#### WHAT YOU HAVE TO DO:
So that nothing is lost, restate each entry exactly as supplied.

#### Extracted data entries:
• • •

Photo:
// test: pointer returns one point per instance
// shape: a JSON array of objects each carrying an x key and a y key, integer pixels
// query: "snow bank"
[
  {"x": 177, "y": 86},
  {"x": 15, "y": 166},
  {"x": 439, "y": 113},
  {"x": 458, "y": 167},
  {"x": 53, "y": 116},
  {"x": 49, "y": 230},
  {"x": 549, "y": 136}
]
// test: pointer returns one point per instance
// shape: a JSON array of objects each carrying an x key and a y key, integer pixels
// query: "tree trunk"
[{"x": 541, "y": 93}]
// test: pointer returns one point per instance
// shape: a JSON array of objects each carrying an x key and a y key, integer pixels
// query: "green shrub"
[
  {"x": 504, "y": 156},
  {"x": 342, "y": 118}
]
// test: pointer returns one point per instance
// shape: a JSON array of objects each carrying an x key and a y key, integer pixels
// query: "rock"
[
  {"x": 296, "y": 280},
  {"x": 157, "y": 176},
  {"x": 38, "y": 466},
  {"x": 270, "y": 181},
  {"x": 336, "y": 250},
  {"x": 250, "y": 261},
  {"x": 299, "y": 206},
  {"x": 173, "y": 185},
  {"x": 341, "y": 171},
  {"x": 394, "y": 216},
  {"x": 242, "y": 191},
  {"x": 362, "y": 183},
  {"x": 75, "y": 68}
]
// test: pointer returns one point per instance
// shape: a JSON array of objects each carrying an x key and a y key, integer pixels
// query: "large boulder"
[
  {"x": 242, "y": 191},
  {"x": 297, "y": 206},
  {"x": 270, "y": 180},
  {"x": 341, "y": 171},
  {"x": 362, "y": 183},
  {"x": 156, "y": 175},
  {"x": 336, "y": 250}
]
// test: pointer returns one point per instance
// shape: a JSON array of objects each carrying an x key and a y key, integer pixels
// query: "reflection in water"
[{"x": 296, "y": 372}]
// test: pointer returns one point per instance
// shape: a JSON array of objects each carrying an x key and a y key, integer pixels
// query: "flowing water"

• • •

#### RESPONSE TO THIS EXERCISE:
Photo:
// test: pointer returns one point per instance
// shape: a JSON array of objects each carrying an x key and a y key, integer pixels
// query: "snow bank"
[
  {"x": 177, "y": 86},
  {"x": 15, "y": 166},
  {"x": 439, "y": 113},
  {"x": 458, "y": 167},
  {"x": 53, "y": 116},
  {"x": 49, "y": 230},
  {"x": 549, "y": 136}
]
// test: pointer returns one point per instance
// shape: a JSON array of objects each carrying an x key and a y key, integer pixels
// query: "tree trunk"
[{"x": 541, "y": 93}]
// test: pointer returns one point per instance
// shape: a JSON array of objects each carrying an x key and a y key, integer pixels
// query: "green shrub"
[
  {"x": 504, "y": 156},
  {"x": 342, "y": 118}
]
// test: pointer returns one point per instance
// shape: a JSON array of objects each carrying an x key and a y key, integer pixels
// query: "rock"
[
  {"x": 296, "y": 280},
  {"x": 157, "y": 176},
  {"x": 38, "y": 466},
  {"x": 270, "y": 181},
  {"x": 336, "y": 250},
  {"x": 250, "y": 261},
  {"x": 299, "y": 206},
  {"x": 173, "y": 185},
  {"x": 341, "y": 171},
  {"x": 394, "y": 216},
  {"x": 242, "y": 191},
  {"x": 362, "y": 183},
  {"x": 75, "y": 68}
]
// test: pointer returns one point per instance
// shape: a JSON array of objects each carrying an x key and a y key, integer pixels
// query: "large boulder"
[
  {"x": 242, "y": 191},
  {"x": 297, "y": 206},
  {"x": 270, "y": 180},
  {"x": 341, "y": 171},
  {"x": 362, "y": 183},
  {"x": 156, "y": 175},
  {"x": 336, "y": 250}
]
// test: pointer returns one point per instance
// shape: a JSON array of objects each carrying an x key and a y key, integer pixels
// query: "reflection in water"
[{"x": 296, "y": 372}]
// test: pointer returns one point per instance
// shape: a JSON array of objects each carrying an x key and a y key, integer pixels
// query: "flowing water"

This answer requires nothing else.